> Document segment
(begin)

Before Elena Ferrante’s My Brilliant Friend appeared in English, no one thought it would be a smash hit. The novel and its three sequels, collectively known as the Neapolitan Quartet, follow two women, Lila and Elena, through a tempestuous, competitive, and emotionally intense friendship that doubles as a history of postwar feminism and postwar Italy. Although the books, like Ferrante’s earlier work, were critically acclaimed in the original Italian, editors elsewhere were skeptical that their readers would be interested. In fact, Ferrante’s Italian publisher had opened an American imprint in order to give stateside readers “the possibility of encountering firsthand a major talent like Elena Ferrante.”

Thirteen years after My Brilliant Friend’s U.S. publication, the Neapolitan novels, in Ann Goldstein’s translation, are among the works of literary fiction that contemporary American readers love most: When The New York Times asked some 500 writers last year to vote on the 21st century’s best books, My Brilliant Friend was the winner. Devotees of the novel series have described how intensely connected they felt to Elena, the writer who made it out of her neighborhood in Naples, and her best friend and subject, Lila—the titular “brilliant friend” who, in middle age, has vanished without a trace. In one tribute, Meghan O’Rourke quoted an email that the novelist Claire Messud had written to her: “When you write to me and say you love her work,” Messud said of Ferrante, “I have a moment where I think, ‘But … Elena is my friend! My private relationship with her, so intense and so true, is one that nobody else can fully know!’” Without context, you’d be forgiven for assuming that the Elena in question was not another author’s creation, but Messud’s own.

(end)

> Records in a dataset
(begin)

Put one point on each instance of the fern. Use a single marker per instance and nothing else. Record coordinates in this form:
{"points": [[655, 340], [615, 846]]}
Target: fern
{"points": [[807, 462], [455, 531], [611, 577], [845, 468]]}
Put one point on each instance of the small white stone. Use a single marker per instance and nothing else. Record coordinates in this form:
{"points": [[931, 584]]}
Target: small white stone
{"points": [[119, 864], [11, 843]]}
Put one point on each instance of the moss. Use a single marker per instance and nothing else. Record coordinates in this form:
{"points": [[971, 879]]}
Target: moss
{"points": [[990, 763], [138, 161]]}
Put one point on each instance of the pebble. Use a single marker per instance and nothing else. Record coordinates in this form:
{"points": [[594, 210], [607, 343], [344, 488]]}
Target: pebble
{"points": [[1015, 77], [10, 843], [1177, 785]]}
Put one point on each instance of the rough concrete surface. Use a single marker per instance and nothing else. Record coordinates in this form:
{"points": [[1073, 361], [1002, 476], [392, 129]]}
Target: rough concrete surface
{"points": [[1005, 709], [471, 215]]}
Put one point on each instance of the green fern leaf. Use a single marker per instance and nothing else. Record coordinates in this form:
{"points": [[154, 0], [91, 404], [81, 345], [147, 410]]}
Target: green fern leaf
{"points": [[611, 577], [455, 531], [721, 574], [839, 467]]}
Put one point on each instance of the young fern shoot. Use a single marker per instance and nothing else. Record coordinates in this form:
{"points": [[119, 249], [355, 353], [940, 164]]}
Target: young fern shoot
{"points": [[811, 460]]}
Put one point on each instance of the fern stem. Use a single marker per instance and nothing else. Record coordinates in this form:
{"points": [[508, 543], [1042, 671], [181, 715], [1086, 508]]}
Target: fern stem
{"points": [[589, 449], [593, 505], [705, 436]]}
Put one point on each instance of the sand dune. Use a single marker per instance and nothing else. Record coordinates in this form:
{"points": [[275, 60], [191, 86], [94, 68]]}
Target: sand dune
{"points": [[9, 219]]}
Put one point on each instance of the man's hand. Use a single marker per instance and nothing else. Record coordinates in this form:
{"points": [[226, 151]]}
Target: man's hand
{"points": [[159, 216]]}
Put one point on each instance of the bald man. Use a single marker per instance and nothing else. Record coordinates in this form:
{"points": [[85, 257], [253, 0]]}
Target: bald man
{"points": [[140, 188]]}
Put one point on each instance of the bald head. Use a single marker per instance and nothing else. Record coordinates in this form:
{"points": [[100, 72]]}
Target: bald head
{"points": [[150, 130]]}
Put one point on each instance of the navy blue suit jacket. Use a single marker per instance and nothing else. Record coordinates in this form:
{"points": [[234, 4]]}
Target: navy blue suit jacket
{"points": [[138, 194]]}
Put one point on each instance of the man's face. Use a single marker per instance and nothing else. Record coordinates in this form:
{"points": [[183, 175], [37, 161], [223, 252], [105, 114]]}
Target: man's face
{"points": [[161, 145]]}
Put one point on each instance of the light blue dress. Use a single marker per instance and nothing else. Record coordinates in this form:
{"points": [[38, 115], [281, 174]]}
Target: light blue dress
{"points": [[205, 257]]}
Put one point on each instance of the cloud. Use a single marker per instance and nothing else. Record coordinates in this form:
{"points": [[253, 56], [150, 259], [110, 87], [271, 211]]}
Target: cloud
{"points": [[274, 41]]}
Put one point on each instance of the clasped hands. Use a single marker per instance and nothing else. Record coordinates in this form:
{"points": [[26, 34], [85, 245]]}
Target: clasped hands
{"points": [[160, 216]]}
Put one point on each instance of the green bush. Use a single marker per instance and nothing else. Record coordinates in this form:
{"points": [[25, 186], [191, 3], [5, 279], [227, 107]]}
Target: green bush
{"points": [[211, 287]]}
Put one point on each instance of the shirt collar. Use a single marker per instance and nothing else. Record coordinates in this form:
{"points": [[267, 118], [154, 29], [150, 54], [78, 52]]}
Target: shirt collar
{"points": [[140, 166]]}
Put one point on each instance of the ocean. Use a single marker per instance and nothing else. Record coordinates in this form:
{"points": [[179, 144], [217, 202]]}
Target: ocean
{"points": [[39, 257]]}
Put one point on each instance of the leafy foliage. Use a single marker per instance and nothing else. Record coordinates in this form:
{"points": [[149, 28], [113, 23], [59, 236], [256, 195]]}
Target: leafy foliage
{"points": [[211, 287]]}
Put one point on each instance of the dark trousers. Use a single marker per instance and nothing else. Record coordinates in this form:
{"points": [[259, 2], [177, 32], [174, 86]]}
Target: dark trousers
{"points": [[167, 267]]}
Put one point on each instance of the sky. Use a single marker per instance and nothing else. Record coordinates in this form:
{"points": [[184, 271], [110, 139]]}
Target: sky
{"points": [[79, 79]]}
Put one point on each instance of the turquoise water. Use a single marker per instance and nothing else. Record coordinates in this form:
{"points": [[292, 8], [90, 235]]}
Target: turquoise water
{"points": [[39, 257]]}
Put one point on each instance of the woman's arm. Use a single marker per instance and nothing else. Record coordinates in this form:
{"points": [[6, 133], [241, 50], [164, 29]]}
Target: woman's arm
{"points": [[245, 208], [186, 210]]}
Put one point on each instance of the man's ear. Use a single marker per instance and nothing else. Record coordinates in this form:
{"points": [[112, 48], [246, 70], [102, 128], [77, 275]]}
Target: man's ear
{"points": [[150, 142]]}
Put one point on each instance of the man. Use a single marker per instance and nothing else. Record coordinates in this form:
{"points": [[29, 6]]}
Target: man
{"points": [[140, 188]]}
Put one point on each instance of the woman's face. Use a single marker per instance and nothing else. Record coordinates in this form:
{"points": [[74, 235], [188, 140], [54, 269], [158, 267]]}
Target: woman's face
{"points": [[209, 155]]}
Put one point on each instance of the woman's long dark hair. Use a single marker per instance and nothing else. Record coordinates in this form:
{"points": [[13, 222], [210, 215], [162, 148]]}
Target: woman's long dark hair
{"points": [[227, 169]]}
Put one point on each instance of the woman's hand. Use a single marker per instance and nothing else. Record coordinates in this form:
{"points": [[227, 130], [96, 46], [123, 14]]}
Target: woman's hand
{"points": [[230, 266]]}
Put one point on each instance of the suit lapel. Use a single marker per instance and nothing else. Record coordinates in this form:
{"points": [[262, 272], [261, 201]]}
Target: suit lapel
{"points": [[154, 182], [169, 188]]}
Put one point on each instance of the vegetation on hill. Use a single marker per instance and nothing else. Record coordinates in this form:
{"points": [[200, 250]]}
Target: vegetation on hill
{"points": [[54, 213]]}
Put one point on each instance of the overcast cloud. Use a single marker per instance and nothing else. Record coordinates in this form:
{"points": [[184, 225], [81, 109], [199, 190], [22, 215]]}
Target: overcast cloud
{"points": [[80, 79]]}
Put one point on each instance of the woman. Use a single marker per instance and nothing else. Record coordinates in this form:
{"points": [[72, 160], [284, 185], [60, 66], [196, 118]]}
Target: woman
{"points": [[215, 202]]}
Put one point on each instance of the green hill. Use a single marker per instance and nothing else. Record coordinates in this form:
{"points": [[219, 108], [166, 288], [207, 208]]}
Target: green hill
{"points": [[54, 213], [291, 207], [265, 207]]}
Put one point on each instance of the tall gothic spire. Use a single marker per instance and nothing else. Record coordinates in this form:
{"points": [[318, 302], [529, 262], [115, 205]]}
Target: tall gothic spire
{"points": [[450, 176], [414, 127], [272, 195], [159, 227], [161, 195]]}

(end)

> Directive
Continue the text on Elena Ferrante's Neapolitan novels, starting after its last sentence.

> Result
It is only natural that books so beloved by writers would influence the literature that comes after them—and this seems to have been the case with Ferrante. Female friendship has been a significant literary subject for as long as women have been able to publish their work, but the past 10 years have seen more and more novels about prickly, intellectual, and conflictedly maternal women like Elena, as well as gifted and charismatic yet abrasive ones like Lila. Ferrante fever has also moved beyond the conventional bounds of literary appreciation: Her novels have gotten adapted into an HBO series and graphic novels; tributes abound on TikTok and Reddit; and to celebrate the tenth anniversary of the last Neapolitan novel’s publication, its U.S. publisher, Europa Editions, is rereleasing the full quartet in a special cloth-hardcover edition.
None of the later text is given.